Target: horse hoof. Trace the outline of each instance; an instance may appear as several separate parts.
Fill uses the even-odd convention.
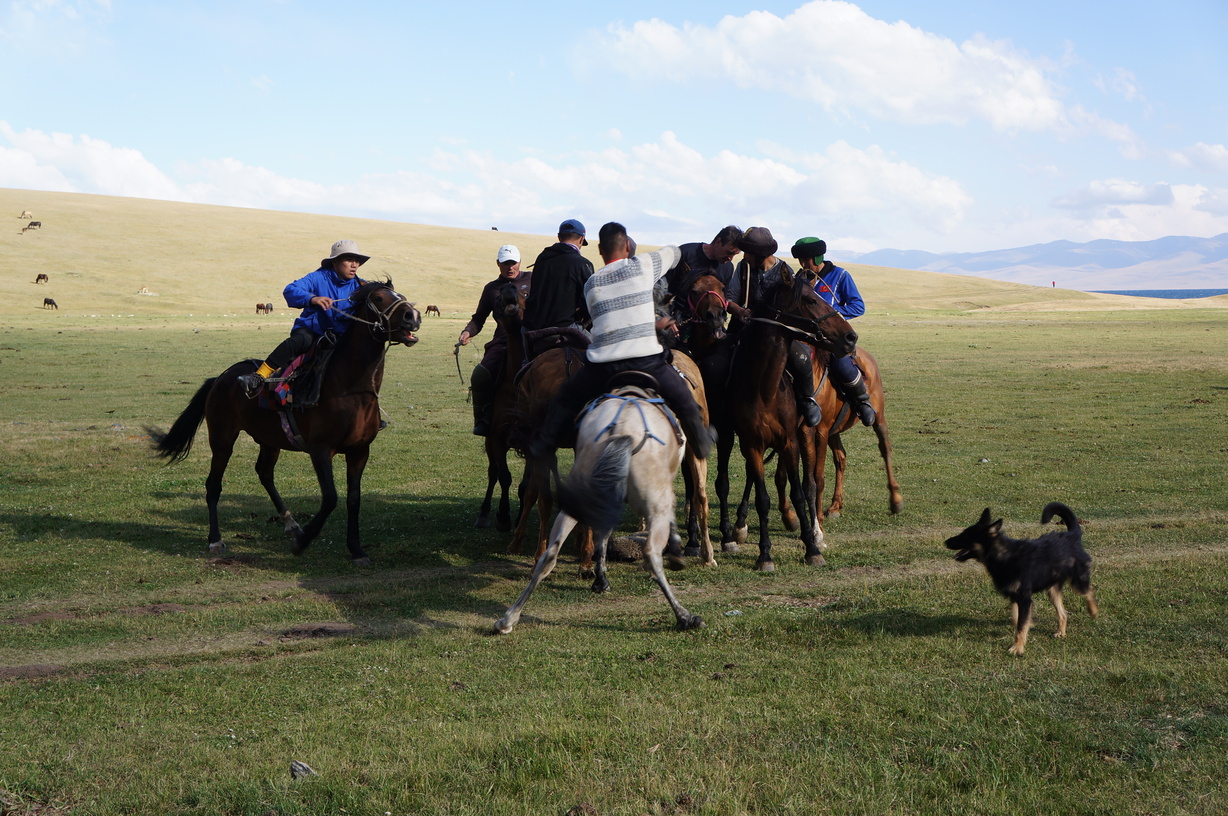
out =
[[[490,518],[488,516],[478,516],[478,520],[473,523],[473,526],[479,530],[485,530],[490,526]]]
[[[699,615],[687,615],[678,618],[678,631],[689,632],[692,629],[702,629],[705,626],[704,619]]]
[[[827,517],[829,519],[840,518],[840,511],[839,510],[828,510]]]
[[[495,634],[510,635],[514,626],[514,623],[507,622],[507,618],[499,618],[499,620],[495,621]]]
[[[797,521],[797,513],[793,512],[792,507],[790,507],[788,510],[781,511],[780,520],[784,523],[785,529],[791,533],[796,533],[802,528],[801,524],[799,524]]]
[[[580,568],[580,580],[581,581],[591,581],[596,578],[597,578],[597,570],[593,569],[592,567],[581,567]]]
[[[495,529],[501,533],[506,533],[512,529],[512,520],[505,518],[495,519]]]
[[[665,558],[662,559],[662,564],[665,565],[667,570],[673,570],[674,572],[686,569],[686,562],[672,553],[666,554]]]
[[[695,545],[687,547],[682,551],[682,554],[687,558],[699,558],[699,547]]]
[[[760,572],[775,572],[776,562],[775,561],[759,561],[755,564],[755,569],[759,570]]]
[[[741,526],[741,527],[737,527],[737,528],[735,528],[735,529],[734,529],[734,531],[733,531],[733,539],[734,539],[734,541],[737,541],[739,544],[745,544],[745,543],[746,543],[746,535],[747,535],[747,532],[746,532],[746,526],[745,526],[745,525],[743,525],[743,526]]]
[[[610,582],[609,581],[593,581],[593,585],[590,587],[590,589],[592,589],[593,592],[596,592],[598,595],[601,595],[602,593],[610,591]]]
[[[362,556],[361,558],[355,558],[355,559],[354,559],[354,566],[356,566],[356,567],[369,567],[369,566],[371,566],[371,558],[370,558],[370,556],[366,556],[366,555],[364,555],[364,556]]]
[[[823,556],[822,556],[822,555],[818,555],[818,554],[815,554],[815,555],[808,555],[808,556],[806,556],[806,566],[808,566],[808,567],[825,567],[825,566],[827,566],[827,562],[826,562],[825,560],[823,560]]]
[[[738,542],[736,541],[722,541],[721,542],[721,552],[736,553],[737,551],[738,551]]]
[[[209,555],[225,555],[225,554],[226,554],[226,543],[225,542],[223,541],[210,541],[209,542]]]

----------------

:: Work instruction ::
Please set down exactly the lines from the one holding "Fill uses the even-odd convention." through the last line of the entries, both ends included, and skip pictures.

:: Result for this exercise ::
Fill uses the even-odd convention.
out =
[[[490,518],[488,516],[478,516],[478,520],[473,523],[473,526],[479,530],[485,530],[490,526]]]
[[[699,615],[687,615],[678,618],[678,631],[689,632],[692,629],[702,629],[705,626],[704,619]]]
[[[827,517],[829,519],[840,518],[840,511],[839,510],[828,510]]]
[[[495,634],[510,635],[514,626],[514,623],[507,622],[507,618],[499,618],[499,620],[495,621]]]
[[[797,521],[797,513],[793,512],[792,507],[790,507],[788,510],[781,511],[780,520],[784,523],[785,529],[791,533],[796,533],[802,528],[801,524],[799,524]]]
[[[580,568],[580,580],[581,581],[591,581],[596,578],[597,578],[597,570],[593,569],[592,567],[581,567]]]
[[[495,529],[501,533],[506,533],[512,529],[512,520],[505,518],[495,519]]]
[[[665,558],[662,559],[662,564],[665,565],[667,570],[673,570],[674,572],[686,569],[686,562],[672,553],[666,554]]]
[[[695,545],[687,547],[682,551],[682,554],[687,558],[699,558],[699,547]]]
[[[760,572],[775,572],[776,562],[775,561],[759,561],[755,564],[755,569],[759,570]]]
[[[741,526],[741,527],[737,527],[737,528],[735,528],[735,529],[734,529],[734,531],[733,531],[733,539],[734,539],[734,541],[737,541],[739,544],[745,544],[745,543],[746,543],[746,535],[747,535],[747,532],[746,532],[746,526],[745,526],[745,525],[743,525],[743,526]]]
[[[610,582],[609,581],[593,581],[593,585],[590,587],[590,589],[592,589],[593,592],[596,592],[598,595],[601,595],[602,593],[610,591]]]
[[[362,556],[361,558],[355,558],[355,559],[354,559],[354,566],[356,566],[356,567],[369,567],[369,566],[371,566],[371,558],[370,558],[370,556],[366,556],[366,555],[364,555],[364,556]]]
[[[823,556],[822,556],[822,555],[818,555],[818,554],[815,554],[815,555],[808,555],[808,556],[806,556],[806,566],[808,566],[808,567],[825,567],[825,566],[827,566],[827,562],[826,562],[825,560],[823,560]]]
[[[738,542],[736,541],[722,541],[721,542],[721,552],[736,553],[737,551],[738,551]]]
[[[209,555],[225,555],[225,554],[226,554],[226,543],[225,542],[223,541],[210,541],[209,542]]]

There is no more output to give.